◆ **Excerpt to read**:
>>>

Sunday, 27 January 2008

Who is running the Asylum - Part 2

Hoots ma boab. Jings, crivvens, help ma braw bricht moonlicht muckle nicht. The SNP has nothing better to do than plan to waste millions of pounds on 'the Scots language'.

Scots is a dialect of English, just like those of Yorkshire or Cumbria. With modern communication, they have all been completely overwhelmed by the power of the media. Apart from the less educated in Scottish society, it is not spoken. Of course, one or two dialect words can enrich dreich English in a way which would not necessarily be understood furth of Caledonia. Just as, quid pro quo, we may use an ad hoc Latin phrase. It does not mean that millions should be spent resurrecting Latin as a spoken language (although teaching Latin in schools is another matter entirely).

<<<

◆ **Task**:
Answer these questions from the post on the Scots language above.
1. According to the post, what does the SNP plan to spend millions of pounds on?
2. Which two English dialects does the post compare Scots to?
3. What does the post call "another matter entirely"?

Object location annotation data
>>>

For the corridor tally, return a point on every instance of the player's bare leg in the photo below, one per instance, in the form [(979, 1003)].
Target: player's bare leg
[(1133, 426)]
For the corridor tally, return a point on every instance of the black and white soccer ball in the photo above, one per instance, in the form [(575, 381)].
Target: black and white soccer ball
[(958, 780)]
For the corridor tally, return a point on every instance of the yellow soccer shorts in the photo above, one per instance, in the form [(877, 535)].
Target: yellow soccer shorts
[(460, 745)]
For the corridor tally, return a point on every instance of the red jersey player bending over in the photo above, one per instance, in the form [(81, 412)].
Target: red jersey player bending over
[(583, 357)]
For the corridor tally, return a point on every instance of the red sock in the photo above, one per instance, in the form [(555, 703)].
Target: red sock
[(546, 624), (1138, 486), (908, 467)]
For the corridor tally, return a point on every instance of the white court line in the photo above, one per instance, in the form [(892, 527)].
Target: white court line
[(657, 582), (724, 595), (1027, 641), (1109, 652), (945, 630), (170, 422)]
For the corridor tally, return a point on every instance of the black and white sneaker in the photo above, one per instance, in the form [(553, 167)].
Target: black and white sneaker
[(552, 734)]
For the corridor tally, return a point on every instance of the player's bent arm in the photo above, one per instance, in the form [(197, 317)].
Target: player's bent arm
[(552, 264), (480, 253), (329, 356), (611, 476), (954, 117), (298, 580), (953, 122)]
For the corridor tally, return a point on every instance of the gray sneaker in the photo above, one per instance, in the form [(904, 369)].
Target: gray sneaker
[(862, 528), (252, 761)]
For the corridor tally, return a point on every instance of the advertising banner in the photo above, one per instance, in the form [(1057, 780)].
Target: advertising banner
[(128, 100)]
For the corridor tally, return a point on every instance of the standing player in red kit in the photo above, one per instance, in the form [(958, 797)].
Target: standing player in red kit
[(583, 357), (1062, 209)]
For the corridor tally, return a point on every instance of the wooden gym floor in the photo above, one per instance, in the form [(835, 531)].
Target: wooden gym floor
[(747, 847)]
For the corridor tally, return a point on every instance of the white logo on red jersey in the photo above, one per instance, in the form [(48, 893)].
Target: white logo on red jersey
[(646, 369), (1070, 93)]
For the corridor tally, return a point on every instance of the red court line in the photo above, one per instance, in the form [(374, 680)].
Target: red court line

<<<

◆ **Response**:
1. 'The Scots language'.
2. Those of Yorkshire and Cumbria.
3. Teaching Latin in schools.